START Document passage
When running like this it runs as expected:


import os 

os.environ["NCCL_P2P_DISABLE"]="1"

for fold_id in FOLDS[3:]:
    output_path = Path(f"fold{fold_id}")
    output_path.mkdir(exist_ok=True)
    print(f"[fold{fold_id}]")
    notebook_launcher(train_ddp_accelerate, args=(CFG, fold_id, train, output_path), num_processes=3,mixed_precision='fp16')

But when running like this

import os 
os.environ['CUDA_DEVICE_ORDER']="PCI_BUS_ID"
os.environ["CUDA_VISIBLE_DEVICES"] = "1,2"
os.environ["NCCL_P2P_DISABLE"]="1"


for fold_id in FOLDS[3:]:
    output_path = Path(f"fold{fold_id}")
    output_path.mkdir(exist_ok=True)
    print(f"[fold{fold_id}]")
    notebook_launcher(train_ddp_accelerate, args=(CFG, fold_id, train, output_path), num_processes=2,mixed_precision='fp16')

I get

> ---------------------------------------------------------------------------
ProcessRaisedException                    Traceback (most recent call last)
END Document passage
START Supplied entries
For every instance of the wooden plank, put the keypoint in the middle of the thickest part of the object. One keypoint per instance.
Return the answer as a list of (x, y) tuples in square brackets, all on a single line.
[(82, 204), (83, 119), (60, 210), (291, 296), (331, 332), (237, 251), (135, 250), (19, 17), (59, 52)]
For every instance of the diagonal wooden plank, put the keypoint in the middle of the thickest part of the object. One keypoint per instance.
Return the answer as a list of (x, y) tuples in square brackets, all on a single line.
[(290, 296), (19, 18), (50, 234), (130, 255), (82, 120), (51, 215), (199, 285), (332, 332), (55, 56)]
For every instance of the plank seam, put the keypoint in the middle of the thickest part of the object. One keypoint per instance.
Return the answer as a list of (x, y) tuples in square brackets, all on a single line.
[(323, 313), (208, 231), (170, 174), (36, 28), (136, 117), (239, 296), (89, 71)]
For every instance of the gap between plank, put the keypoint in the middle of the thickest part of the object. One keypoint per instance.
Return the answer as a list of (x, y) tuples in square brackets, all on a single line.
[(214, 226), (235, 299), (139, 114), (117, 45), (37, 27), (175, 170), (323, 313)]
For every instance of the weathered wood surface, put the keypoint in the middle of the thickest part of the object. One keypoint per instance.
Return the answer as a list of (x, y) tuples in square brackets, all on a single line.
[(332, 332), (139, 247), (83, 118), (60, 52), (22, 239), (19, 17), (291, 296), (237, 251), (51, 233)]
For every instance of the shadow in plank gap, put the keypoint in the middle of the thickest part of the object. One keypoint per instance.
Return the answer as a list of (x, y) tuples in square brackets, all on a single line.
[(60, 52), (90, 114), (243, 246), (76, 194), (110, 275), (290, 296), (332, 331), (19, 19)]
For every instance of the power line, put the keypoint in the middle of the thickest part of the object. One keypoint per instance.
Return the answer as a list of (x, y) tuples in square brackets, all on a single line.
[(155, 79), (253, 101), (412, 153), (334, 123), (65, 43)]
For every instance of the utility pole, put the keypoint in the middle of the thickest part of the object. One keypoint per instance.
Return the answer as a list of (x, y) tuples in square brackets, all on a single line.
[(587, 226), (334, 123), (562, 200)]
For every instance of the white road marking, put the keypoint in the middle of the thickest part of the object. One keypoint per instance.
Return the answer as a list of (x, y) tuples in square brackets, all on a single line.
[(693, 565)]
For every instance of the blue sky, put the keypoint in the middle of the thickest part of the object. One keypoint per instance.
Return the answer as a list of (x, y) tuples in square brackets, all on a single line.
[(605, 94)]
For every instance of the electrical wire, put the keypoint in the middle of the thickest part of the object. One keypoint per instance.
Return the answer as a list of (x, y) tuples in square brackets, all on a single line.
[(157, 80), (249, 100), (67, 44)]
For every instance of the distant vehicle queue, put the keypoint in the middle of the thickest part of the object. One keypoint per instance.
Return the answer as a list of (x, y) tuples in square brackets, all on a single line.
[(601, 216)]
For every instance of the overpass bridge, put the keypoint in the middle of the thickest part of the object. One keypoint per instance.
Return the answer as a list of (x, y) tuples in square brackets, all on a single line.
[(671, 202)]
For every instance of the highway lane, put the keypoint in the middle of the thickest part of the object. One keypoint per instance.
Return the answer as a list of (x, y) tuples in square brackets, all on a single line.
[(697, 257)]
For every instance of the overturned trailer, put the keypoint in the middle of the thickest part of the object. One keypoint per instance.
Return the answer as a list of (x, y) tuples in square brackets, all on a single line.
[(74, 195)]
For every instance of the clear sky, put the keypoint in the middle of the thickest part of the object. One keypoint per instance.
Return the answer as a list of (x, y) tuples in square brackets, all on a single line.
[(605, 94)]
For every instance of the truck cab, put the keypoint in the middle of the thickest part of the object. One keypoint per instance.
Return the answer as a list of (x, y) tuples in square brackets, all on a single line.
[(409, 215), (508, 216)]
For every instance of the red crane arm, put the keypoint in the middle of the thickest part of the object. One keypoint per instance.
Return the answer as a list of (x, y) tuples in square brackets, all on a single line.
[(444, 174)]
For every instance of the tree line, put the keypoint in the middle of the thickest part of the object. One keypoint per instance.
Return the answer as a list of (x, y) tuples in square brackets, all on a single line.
END Supplied entries
Set of tasks
a: Echo the forum post on notebook_launcher from "But when running" to "train, output_path), num_processes=2,mixed_precision='fp16')".
b: Answer these questions from the forum post on notebook_launcher:
(i) What value is num_processes set to in the version that runs as expected?
(ii) Which devices does the second version list in CUDA_VISIBLE_DEVICES?
(iii) What mixed_precision setting do both versions pass to notebook_launcher?
c: Go on with the forum post on notebook_launcher from where it stops.

Answers per task
a:
But when running like this

import os 
os.environ['CUDA_DEVICE_ORDER']="PCI_BUS_ID"
os.environ["CUDA_VISIBLE_DEVICES"] = "1,2"
os.environ["NCCL_P2P_DISABLE"]="1"


for fold_id in FOLDS[3:]:
    output_path = Path(f"fold{fold_id}")
    output_path.mkdir(exist_ok=True)
    print(f"[fold{fold_id}]")
    notebook_launcher(train_ddp_accelerate, args=(CFG, fold_id, train, output_path), num_processes=2,mixed_precision='fp16')

b:
(i) 3
(ii) "1,2"
(iii) 'fp16'

c:
File [~/anaconda3/envs/cuda_12.1/lib/python3.11/site-packages/accelerate/launchers.py:200](https://file+.vscode-resource.vscode-cdn.net/home/felipe/ssdpny0/hms-harmful-brain-activity-classification/code/~/anaconda3/envs/cuda_12.1/lib/python3.11/site-packages/accelerate/launchers.py:200), in notebook_launcher(function, args, num_processes, mixed_precision, use_port, master_addr, node_rank, num_nodes)
    [199](https://file+.vscode-resource.vscode-cdn.net/home/felipe/ssdpny0/hms-harmful-brain-activity-classification/code/~/anaconda3/envs/cuda_12.1/lib/python3.11/site-packages/accelerate/launchers.py:199) try:
--> [200](https://file+.vscode-resource.vscode-cdn.net/home/felipe/ssdpny0/hms-harmful-brain-activity-classification/code/~/anaconda3/envs/cuda_12.1/lib/python3.11/site-packages/accelerate/launchers.py:200)     start_processes(launcher, args=args, nprocs=num_processes, start_method="fork")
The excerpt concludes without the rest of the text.